VW CEO Oliver Blume is also the head of Porsche. The dual role is a thorn in the side of shareholders.(Image: Porsche)
VW CEO Oliver Blume is also the head of Porsche. The dual role is a thorn in the side of shareholders.
(Image: Porsche)

The raw figures from the Volkswagen Group sound sober, almost technical – yet they mark a significant cut: In light of the crisis in the automotive industry, more than 35,000 jobs are set to be cut at the core brand, 7,500 at Audi, and around 4,000 at Porsche. Additional savings plans are being implemented at other brands and subsidiaries. "We're making good progress with this," says Group CEO Oliver Blume in an interview with the German Press Agency.

What sounds like sober efficiency represents an industry undergoing radical reorganization. Blume, who has been leading both the sports car manufacturer Porsche and the VW Group for three years, speaks of "turbulent times." After years of growth and bloated structures, the German automotive industry may be facing the toughest phase in its history: the sector is struggling with a slump in sales, growing competition from China, and challenges in the transition to electromobility. Added to this are EU climate protection requirements for lower CO2 emissions and tariffs in the U.S. market.

A Billion-Dollar Corporation on a Diet

"We need to adjust capacities to reality," says Blume. Sales in the European market have dropped by a good fifth over the past five years. "We are gradually adjusting our capacities. For example, at the Volkswagen brand, by over 700,000 vehicles per year."

The weakness of the domestic market is compounded by tough price competition in China. However, manufacturers from the People's Republic are not stopping there – they are also challenging German carmakers in Europe. Additionally, high investments in the transformation are a burden – along with the fact that electric cars have so far sold worse than expected. When they do sell, they often yield less profit because, among other factors, batteries have to be purchased at high costs.

In the Wolfsburg empire, the response includes new models – and drastic measures. Entire production lines are being reviewed, administrative structures streamlined, and development processes reorganized. "Cost management is crucial to securing a successful future for this company," says Blume. The financial pressure is high: although the Group's revenue was nearly at the previous year's level in the first half of the year, profit plunged by over 38 percent. Whether the cost-cutting plans will be sufficient or are just the beginning remains unclear.

Industry: There Is a Lack of Competitiveness

The transformation also holds symbolic significance for the industrial location. For decades, Germany was considered the cradle of automotive value creation: development, production, and export took place here – with high quality and high wages. In 2024, the heavily export-oriented automotive industry supported 770,000 jobs and generated an annual revenue of over 540 billion euros. And the VW Group is right at the center. A "tanker" – large, complex, with many brands and levels of co-determination. This, too, exemplifies Germany as a location these days.

Region annotation entries
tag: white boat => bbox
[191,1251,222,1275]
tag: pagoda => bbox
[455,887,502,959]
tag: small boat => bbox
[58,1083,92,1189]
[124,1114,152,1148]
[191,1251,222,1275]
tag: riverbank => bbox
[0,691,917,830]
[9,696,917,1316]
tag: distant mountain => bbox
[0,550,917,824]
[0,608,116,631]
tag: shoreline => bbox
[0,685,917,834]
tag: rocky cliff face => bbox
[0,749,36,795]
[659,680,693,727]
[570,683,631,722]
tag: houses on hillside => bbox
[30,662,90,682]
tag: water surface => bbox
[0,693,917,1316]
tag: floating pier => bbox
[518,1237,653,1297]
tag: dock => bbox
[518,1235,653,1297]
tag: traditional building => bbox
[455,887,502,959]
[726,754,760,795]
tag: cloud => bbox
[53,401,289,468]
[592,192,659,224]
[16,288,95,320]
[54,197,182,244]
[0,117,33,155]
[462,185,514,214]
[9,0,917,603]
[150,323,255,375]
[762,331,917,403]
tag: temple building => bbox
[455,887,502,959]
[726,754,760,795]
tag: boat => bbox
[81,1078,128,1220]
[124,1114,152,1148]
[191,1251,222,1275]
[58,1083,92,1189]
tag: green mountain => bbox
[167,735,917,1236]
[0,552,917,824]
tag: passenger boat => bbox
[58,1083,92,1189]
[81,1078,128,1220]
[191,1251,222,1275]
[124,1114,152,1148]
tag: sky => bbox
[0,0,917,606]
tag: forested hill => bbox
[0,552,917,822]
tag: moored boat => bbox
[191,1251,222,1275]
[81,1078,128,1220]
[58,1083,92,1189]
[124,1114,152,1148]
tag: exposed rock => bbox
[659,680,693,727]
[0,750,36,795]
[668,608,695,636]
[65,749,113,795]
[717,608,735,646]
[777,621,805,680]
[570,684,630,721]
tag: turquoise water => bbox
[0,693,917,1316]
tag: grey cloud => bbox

» **Task directions**
Continue the article on Volkswagen's restructuring from the point at which it ends.

» **The response**
Industry representatives primarily complain about the high energy and labor costs, the comparatively high taxes worldwide, and the bureaucracy. The president of the German Association of the Automotive Industry, Hildegard Müller, recently stated that the production location lacks international competitiveness.

Affordable E-Models Are Not Built in Germany

The new, more affordable electric compact cars, on which the Group is placing great hopes, especially in Europe, will not be manufactured in the main plant for cost reasons but rather in Spain. Among them is the ID. Polo, with price lists expected to start at just under 25,000 euros. The even more affordable ID. Every1, announced for 2027 at a price of 20,000 euros, will also be built on the Iberian Peninsula: in Portugal. These plants "can absolutely compete with factory costs in Eastern Europe – and even with many Chinese factories," says Blume.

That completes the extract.